The records follow. Retype them without a single change.

### Extracted data:
Segment Open

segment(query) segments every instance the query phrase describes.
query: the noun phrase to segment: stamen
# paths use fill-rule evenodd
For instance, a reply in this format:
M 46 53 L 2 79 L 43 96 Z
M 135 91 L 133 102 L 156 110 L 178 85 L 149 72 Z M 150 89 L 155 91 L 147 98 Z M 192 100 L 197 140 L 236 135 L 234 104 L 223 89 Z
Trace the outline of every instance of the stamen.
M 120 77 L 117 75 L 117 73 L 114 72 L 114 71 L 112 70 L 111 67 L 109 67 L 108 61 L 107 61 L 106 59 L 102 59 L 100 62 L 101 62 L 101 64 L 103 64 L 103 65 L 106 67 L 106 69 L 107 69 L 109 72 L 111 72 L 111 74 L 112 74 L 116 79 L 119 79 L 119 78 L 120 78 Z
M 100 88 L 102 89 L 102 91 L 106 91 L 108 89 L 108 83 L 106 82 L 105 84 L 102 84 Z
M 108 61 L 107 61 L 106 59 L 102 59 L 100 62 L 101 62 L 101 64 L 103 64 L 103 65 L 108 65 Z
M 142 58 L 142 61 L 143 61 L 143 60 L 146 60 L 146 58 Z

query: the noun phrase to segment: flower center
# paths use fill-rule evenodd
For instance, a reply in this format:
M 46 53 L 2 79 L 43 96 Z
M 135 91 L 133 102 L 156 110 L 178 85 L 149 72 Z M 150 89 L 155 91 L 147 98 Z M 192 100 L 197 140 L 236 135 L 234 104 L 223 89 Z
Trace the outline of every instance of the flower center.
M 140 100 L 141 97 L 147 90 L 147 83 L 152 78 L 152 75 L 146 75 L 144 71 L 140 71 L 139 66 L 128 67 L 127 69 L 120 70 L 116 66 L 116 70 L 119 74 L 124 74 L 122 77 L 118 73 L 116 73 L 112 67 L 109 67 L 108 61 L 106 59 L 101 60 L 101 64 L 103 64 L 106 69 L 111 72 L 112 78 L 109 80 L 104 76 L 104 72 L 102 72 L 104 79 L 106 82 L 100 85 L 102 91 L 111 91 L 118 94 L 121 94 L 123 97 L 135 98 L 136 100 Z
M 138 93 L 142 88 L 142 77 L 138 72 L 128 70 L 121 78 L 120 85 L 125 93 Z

Segment Closed

### Result below:
segment(query) segments every instance the query phrase describes.
query: the noun phrase to segment: stamen
# paths use fill-rule evenodd
For instance, a reply in this format:
M 46 53 L 2 79 L 43 96 Z
M 135 91 L 133 102 L 156 110 L 178 85 L 149 72 Z M 150 89 L 155 91 L 147 98 Z M 192 100 L 197 140 L 236 135 L 234 104 L 223 89 Z
Trace the outline of every instance of the stamen.
M 120 77 L 117 75 L 117 73 L 114 72 L 114 71 L 112 70 L 111 67 L 109 67 L 108 61 L 107 61 L 106 59 L 102 59 L 100 62 L 101 62 L 101 64 L 103 64 L 103 65 L 106 67 L 106 69 L 107 69 L 109 72 L 111 72 L 111 74 L 112 74 L 116 79 L 119 79 L 119 78 L 120 78 Z
M 100 88 L 102 89 L 102 91 L 106 91 L 108 89 L 108 83 L 106 82 L 105 84 L 102 84 Z
M 108 61 L 107 61 L 106 59 L 102 59 L 100 62 L 101 62 L 101 64 L 103 64 L 103 65 L 108 65 Z
M 142 58 L 142 61 L 143 61 L 143 60 L 146 60 L 146 58 Z

query: the noun phrase to segment: flower center
# paths use fill-rule evenodd
For instance, a reply in this format:
M 46 53 L 2 79 L 43 96 Z
M 135 91 L 133 102 L 156 110 L 178 85 L 149 72 Z M 150 89 L 155 91 L 147 98 Z M 192 100 L 197 140 L 236 135 L 234 104 L 223 89 Z
Trace the outline of every instance of the flower center.
M 140 100 L 141 97 L 147 90 L 147 83 L 152 78 L 152 75 L 146 75 L 144 71 L 140 71 L 139 66 L 128 67 L 127 69 L 120 70 L 116 66 L 116 70 L 119 74 L 124 74 L 122 77 L 118 73 L 116 73 L 112 67 L 109 67 L 108 61 L 106 59 L 101 60 L 101 64 L 103 64 L 106 69 L 111 72 L 112 78 L 109 80 L 104 76 L 104 72 L 102 72 L 104 79 L 106 82 L 100 85 L 102 91 L 111 91 L 118 94 L 121 94 L 123 97 L 135 98 L 136 100 Z
M 138 93 L 142 88 L 142 77 L 138 72 L 128 70 L 121 78 L 120 85 L 125 93 Z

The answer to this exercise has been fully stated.